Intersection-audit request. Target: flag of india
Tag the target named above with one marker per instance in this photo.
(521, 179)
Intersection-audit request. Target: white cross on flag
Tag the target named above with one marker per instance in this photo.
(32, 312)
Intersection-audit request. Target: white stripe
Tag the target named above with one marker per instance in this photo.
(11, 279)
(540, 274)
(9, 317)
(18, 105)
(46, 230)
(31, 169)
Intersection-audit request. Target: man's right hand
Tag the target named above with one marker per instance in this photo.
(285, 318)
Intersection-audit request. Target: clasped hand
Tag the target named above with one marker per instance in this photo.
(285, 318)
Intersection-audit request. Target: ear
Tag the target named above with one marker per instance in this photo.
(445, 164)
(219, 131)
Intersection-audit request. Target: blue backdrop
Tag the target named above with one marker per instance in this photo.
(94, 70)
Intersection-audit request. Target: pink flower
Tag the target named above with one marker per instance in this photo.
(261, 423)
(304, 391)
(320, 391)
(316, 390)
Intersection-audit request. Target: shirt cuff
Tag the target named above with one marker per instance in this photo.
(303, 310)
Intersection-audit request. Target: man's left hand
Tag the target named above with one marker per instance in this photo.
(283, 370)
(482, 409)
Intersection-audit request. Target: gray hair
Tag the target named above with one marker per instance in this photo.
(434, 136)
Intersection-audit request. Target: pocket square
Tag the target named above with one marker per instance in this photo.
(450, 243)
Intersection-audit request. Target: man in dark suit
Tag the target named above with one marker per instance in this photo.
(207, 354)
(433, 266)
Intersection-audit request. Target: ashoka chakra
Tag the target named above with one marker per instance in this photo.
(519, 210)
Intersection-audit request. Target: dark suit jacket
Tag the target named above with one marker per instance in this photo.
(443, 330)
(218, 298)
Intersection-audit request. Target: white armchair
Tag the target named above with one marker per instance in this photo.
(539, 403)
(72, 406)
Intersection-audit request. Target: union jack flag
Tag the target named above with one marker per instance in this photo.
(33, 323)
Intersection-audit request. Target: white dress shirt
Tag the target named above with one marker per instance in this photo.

— Work item —
From the entries above, work out the number of lines containing the string "hand" and give that number by itself.

— Answer section —
3